:: What the task requires ::
Convert the lines below into a JSON list of strings, one string per line, leaving out any blank lines.

— start of Dataset extract —

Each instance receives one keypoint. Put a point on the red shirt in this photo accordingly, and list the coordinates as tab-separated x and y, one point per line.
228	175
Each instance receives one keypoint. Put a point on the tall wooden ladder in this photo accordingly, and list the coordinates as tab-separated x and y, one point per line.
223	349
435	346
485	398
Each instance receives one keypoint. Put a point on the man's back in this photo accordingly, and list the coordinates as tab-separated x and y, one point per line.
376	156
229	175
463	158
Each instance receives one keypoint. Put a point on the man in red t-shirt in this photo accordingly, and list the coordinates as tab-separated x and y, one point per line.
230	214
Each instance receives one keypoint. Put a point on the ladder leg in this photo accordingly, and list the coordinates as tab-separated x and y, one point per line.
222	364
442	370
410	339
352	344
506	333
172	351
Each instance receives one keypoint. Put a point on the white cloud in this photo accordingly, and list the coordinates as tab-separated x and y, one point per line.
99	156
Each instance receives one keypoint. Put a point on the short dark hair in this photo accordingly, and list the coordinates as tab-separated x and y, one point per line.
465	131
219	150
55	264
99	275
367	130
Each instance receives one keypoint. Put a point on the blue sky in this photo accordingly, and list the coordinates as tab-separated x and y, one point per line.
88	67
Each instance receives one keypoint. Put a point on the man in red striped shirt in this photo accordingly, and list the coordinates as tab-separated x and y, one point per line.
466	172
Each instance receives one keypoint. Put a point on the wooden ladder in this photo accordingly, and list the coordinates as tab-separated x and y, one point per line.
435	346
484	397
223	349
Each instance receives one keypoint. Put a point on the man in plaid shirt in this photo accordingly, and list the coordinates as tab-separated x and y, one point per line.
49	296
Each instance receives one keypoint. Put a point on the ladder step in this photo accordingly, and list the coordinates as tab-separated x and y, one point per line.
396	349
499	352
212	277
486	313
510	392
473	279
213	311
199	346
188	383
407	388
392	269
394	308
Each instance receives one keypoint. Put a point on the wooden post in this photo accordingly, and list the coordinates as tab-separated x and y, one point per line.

— end of Dataset extract —

:: Output below ::
[
  "Each instance receives one keypoint. Put a point on the red shirt in this photo accordingly, and list the coordinates as tab-separated x and y, one point per line.",
  "228\t175",
  "Each instance receives one keypoint. Put a point on the tall wooden ladder in this photo accordingly, and list the coordinates as tab-separated x and y, one point per line.",
  "223\t349",
  "435\t346",
  "485\t398",
  "Each instance receives one keypoint. Put a point on the man's back in this photo accordingly, and list the coordinates as tab-separated x and y, one point per line.",
  "376\t156",
  "229\t175",
  "463\t158",
  "Each instance receives one keypoint. Put a point on the man in red t-shirt in this photo accordingly, and list the coordinates as tab-separated x and y, one point per line.",
  "230\t214",
  "Each instance receives one keypoint. Put a point on the ladder leg in this photo accordingly, and list the coordinates as tab-separated x and y, one point per line.",
  "222\t364",
  "442\t370",
  "410\t339",
  "352\t344",
  "506\t333",
  "172\t351",
  "Each instance receives one keypoint. Put a point on the white cloud in this photo accordingly, and list the coordinates as tab-separated x and y, one point per line.",
  "99\t156",
  "Each instance receives one keypoint. Put a point on the short dark hair in this photo accordingly, and list the coordinates as tab-separated x and y, one point per line.",
  "465\t131",
  "219\t150",
  "55\t264",
  "99\t275",
  "367\t130",
  "Each instance receives one keypoint. Put a point on the blue sky in this photo accordingly, and list the coordinates as tab-separated x and y, one point per line.",
  "88\t67",
  "Each instance receives one keypoint. Put a point on the man in red striped shirt in this photo accordingly, and list the coordinates as tab-separated x and y, one point per line.",
  "466\t172",
  "Each instance receives one keypoint. Put a point on the wooden ladder in this photo accordingly, and list the coordinates as tab-separated x and y, one point per line.",
  "435\t346",
  "484\t397",
  "223\t349",
  "Each instance receives one keypoint. Put a point on the man in plaid shirt in this photo accordingly, and list the coordinates as tab-separated x and y, one point per line.",
  "49\t296",
  "Each instance receives one keypoint. Put a point on the ladder step in this photo accordingly, and list the coordinates as tab-separated x and y, one point per line.",
  "396\t349",
  "499\t352",
  "212\t277",
  "486\t313",
  "510\t392",
  "473\t279",
  "213\t311",
  "199\t346",
  "188\t383",
  "407\t388",
  "392\t269",
  "394\t308",
  "Each instance receives one keypoint. Put a point on the wooden post in this photo accordingly, and list the coordinates as tab-separated x and y, one point per line."
]